## [Task statement]
From the first line of the data through the line containing "Localize spectator in this screenshot.", transcribe each line exactly. Pictures do not belong in the copy.

╔══

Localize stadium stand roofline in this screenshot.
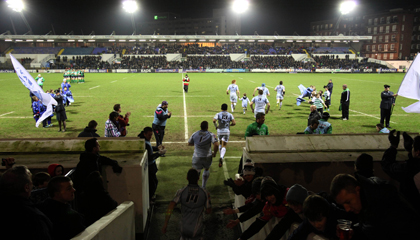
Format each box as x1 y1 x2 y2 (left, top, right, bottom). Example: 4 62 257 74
0 35 372 43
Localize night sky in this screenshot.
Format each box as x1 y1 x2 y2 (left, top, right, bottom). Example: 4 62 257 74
0 0 416 36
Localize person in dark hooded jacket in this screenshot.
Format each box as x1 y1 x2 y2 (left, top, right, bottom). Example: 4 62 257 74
78 120 100 137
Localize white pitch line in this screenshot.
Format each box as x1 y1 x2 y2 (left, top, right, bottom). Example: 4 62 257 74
222 159 235 200
161 141 246 144
350 109 397 124
0 111 14 117
249 80 255 83
73 96 92 97
183 75 189 141
153 96 214 98
110 80 118 83
332 76 389 84
89 85 100 90
239 77 243 79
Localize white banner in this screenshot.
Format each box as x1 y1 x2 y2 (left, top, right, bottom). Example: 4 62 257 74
10 54 57 127
398 53 420 113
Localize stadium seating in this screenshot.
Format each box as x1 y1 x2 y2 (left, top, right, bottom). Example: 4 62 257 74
11 47 62 54
92 47 109 55
61 47 94 55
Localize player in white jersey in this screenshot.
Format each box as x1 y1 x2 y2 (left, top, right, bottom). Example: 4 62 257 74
274 81 286 109
226 79 240 112
188 121 219 189
253 83 270 97
162 168 211 240
239 93 250 114
250 89 270 118
213 104 236 168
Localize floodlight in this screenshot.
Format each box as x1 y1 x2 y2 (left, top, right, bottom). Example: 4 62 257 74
7 0 24 12
123 1 138 13
232 0 249 14
340 1 356 15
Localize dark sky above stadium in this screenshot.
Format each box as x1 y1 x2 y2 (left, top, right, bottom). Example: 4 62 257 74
0 0 415 36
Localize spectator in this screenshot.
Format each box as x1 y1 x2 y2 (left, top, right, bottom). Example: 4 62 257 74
265 184 309 240
380 85 397 128
376 123 389 133
381 131 420 212
138 127 166 203
330 173 420 239
72 138 123 193
224 160 260 199
355 153 374 178
304 119 319 134
152 101 172 147
162 168 211 239
224 177 265 229
104 112 121 137
30 172 51 204
238 176 288 240
245 112 269 137
317 112 332 134
113 104 131 137
78 171 118 226
0 165 53 240
48 163 64 177
288 194 355 240
326 79 333 102
38 176 86 240
307 105 321 126
78 120 100 137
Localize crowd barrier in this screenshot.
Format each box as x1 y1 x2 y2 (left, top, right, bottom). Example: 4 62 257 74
72 201 135 240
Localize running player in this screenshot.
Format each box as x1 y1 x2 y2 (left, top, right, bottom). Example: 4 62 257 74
252 83 270 97
213 103 236 168
239 93 250 114
162 168 211 239
188 121 219 189
226 80 240 112
250 89 270 118
274 81 285 109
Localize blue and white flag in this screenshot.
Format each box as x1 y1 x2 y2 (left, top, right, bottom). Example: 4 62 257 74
10 54 57 127
397 53 420 113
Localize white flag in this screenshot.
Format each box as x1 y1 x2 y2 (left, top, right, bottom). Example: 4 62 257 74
397 53 420 113
10 54 57 127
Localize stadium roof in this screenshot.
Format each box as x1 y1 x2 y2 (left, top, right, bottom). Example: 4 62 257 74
0 35 371 43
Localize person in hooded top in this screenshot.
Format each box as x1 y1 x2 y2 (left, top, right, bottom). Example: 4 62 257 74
78 120 100 137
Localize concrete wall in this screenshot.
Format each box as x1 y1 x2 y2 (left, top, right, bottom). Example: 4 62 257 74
242 133 419 193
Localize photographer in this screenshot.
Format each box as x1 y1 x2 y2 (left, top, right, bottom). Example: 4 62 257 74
54 89 67 132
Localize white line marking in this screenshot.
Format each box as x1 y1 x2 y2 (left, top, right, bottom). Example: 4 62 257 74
350 109 397 124
0 111 14 117
110 80 117 83
249 80 255 83
153 96 214 98
222 159 235 200
266 85 274 88
332 76 389 84
239 77 243 79
89 85 100 90
0 116 32 119
183 75 189 141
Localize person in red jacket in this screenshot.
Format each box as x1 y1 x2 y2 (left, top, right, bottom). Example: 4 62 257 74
113 104 131 136
183 74 190 93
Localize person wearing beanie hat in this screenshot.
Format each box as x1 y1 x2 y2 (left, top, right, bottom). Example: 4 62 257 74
224 177 266 230
265 184 309 240
316 112 332 134
224 162 258 199
355 153 374 178
252 83 270 97
380 84 397 128
47 164 64 177
152 100 171 148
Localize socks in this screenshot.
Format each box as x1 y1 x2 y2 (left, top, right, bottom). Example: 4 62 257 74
280 102 283 108
220 147 226 159
202 169 210 188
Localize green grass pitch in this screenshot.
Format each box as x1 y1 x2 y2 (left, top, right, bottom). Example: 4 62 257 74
0 72 418 202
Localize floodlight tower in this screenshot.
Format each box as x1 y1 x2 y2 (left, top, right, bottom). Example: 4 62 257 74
123 0 139 35
231 0 249 35
334 1 356 35
7 0 33 35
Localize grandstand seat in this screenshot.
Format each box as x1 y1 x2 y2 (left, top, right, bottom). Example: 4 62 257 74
61 47 94 55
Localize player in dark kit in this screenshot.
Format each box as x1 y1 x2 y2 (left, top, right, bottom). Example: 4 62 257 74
380 84 397 128
183 74 190 93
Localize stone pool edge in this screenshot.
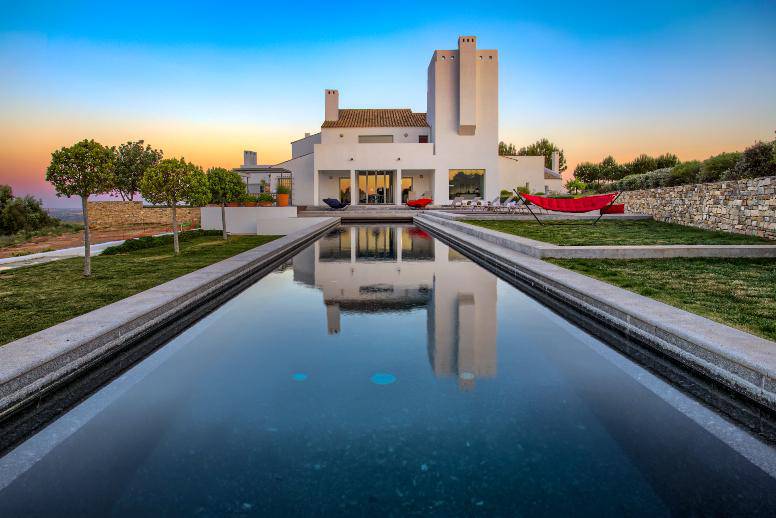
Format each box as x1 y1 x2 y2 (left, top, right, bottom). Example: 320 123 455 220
0 217 340 420
426 211 776 259
415 213 776 412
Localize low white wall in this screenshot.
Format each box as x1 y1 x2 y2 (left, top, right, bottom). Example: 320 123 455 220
201 206 299 235
259 216 332 235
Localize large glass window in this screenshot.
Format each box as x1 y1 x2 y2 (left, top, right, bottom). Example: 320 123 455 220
357 171 394 204
401 177 413 203
448 169 485 199
339 178 351 203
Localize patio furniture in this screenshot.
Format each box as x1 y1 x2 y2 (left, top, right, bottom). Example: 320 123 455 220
513 191 622 224
407 197 433 209
600 203 624 215
451 197 465 209
322 198 350 210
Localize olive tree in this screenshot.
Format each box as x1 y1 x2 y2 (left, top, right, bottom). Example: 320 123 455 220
46 139 116 276
113 140 163 200
206 167 246 240
140 158 210 254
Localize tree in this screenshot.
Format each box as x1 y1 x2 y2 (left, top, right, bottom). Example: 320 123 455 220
599 155 623 182
573 161 602 186
206 167 245 240
564 178 587 195
113 140 163 201
46 139 115 276
516 138 567 172
140 158 210 254
498 141 517 156
725 140 776 180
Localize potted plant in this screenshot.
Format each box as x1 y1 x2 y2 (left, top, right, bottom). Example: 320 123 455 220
241 194 258 207
276 185 290 206
257 193 274 207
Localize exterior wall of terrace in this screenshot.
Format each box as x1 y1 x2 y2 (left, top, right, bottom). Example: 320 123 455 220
619 176 776 239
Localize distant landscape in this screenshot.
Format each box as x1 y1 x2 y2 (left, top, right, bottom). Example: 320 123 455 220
45 208 83 222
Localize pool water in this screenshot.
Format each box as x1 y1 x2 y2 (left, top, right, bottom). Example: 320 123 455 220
1 225 775 515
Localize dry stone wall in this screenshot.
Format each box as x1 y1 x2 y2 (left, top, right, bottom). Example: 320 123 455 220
619 176 775 239
87 201 201 229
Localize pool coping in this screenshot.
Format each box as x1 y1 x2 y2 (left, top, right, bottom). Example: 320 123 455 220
415 213 776 411
0 217 340 420
422 212 776 259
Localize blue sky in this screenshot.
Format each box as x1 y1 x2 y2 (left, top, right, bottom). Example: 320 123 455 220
1 0 775 205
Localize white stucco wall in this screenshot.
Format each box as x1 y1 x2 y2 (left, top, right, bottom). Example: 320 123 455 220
275 153 315 206
291 132 321 158
497 156 545 194
201 206 299 234
320 127 430 145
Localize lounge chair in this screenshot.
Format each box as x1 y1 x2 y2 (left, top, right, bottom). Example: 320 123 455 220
407 197 433 209
322 198 350 210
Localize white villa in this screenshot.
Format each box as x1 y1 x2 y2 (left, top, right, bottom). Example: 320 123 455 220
237 35 563 206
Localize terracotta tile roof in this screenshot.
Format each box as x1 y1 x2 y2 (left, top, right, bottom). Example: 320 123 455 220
322 109 429 128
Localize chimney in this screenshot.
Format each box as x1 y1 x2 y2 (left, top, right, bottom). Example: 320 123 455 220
325 89 339 122
304 132 311 138
458 36 477 135
551 151 559 173
243 150 257 167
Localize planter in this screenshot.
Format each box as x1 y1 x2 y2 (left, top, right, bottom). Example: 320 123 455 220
226 202 241 207
242 202 258 207
258 201 274 207
276 193 289 207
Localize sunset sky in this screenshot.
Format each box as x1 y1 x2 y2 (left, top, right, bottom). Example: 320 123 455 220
1 0 775 207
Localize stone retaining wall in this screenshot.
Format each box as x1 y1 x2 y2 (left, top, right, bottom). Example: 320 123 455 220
619 176 775 239
87 201 201 229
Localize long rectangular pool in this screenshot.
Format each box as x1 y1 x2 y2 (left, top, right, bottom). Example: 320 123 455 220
1 224 775 515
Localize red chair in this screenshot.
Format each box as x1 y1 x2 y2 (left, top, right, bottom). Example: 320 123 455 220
407 198 433 209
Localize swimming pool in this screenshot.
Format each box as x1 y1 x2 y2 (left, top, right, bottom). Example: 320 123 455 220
1 224 775 515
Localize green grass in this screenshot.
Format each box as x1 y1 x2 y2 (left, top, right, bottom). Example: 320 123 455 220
0 234 279 345
467 220 774 246
0 221 83 248
548 257 776 341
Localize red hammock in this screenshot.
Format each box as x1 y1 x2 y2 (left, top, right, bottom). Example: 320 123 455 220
519 192 620 213
515 191 622 224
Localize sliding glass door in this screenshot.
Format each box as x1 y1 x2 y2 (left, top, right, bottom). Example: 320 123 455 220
357 171 394 204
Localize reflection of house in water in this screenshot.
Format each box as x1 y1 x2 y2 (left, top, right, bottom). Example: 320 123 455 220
293 226 497 388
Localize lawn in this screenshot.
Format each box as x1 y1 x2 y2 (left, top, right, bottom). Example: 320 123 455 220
0 233 279 345
548 257 776 341
467 220 774 246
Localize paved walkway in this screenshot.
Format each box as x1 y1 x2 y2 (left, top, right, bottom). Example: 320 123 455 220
0 241 126 271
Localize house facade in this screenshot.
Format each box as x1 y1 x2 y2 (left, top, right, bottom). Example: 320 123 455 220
239 36 563 206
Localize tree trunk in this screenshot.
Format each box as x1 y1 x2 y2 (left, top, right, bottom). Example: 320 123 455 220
172 204 179 255
221 203 227 240
81 196 91 277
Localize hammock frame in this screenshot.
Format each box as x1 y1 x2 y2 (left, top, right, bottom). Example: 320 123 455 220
512 191 622 225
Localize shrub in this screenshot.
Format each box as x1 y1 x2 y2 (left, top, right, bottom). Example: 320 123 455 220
101 229 222 255
641 168 672 188
699 152 741 182
666 161 701 186
276 185 291 195
723 141 776 180
0 185 57 235
258 193 274 203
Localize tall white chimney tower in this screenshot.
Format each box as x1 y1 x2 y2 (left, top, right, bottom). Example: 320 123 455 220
551 151 560 173
325 89 339 121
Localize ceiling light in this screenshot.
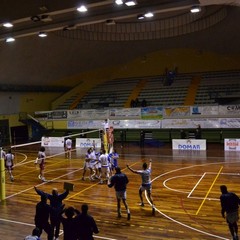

╚══

## [Result of this task]
Localize stadium stand roofline in this screenshot.
Format each box as x1 y1 x2 y2 (left, top, right, bottom). Example: 4 62 257 74
0 35 372 43
Localize night sky in this screenshot.
Format each box as x1 y1 x2 y2 (left, top, right, bottom). Example: 4 62 257 74
0 0 416 36
Localize person in dark hooded jacket in this screenshot.
Format each box as x1 y1 x2 y2 (left, top, right, bottom). Example: 4 62 257 74
78 120 100 137
Localize white pitch line in this screenshot.
Format each box as x1 y1 x2 y2 (left, top, right, bottom). Example: 4 62 257 74
222 159 235 200
161 141 246 144
350 109 397 124
0 111 14 117
249 80 255 83
73 96 92 97
183 75 189 141
153 96 214 98
110 80 118 83
332 76 389 84
89 85 100 90
239 77 243 79
Localize white banner in this screenshot.
Format each box as x1 y1 x2 y2 (left, top, right, bottom). Example: 4 62 257 74
10 54 57 127
398 53 420 113
Localize stadium seating in this screenshot.
Format each box as x1 y1 x2 y2 (left, top, right, bottom). Example: 4 62 257 74
11 47 62 54
92 47 109 55
61 47 94 55
Localize player in white jersey in this screenshot.
Format each box as x1 y1 x2 y2 (left, top, right, bottom). Example: 4 62 257 74
274 81 286 109
226 79 240 112
188 121 219 189
253 83 270 97
162 168 211 240
239 93 250 114
250 89 270 118
213 104 236 168
Localize floodlight in this screenshot.
Format each box as x1 y1 x2 y2 (left, top, right, bottom). Example: 4 62 257 74
7 0 24 12
123 1 138 13
232 0 249 14
340 1 356 15
Localize dark sky above stadium in this screenshot.
Format each box as x1 y1 x2 y2 (left, top, right, bottom). Example: 4 62 257 74
0 0 415 36
Localize spectator in this screenshot.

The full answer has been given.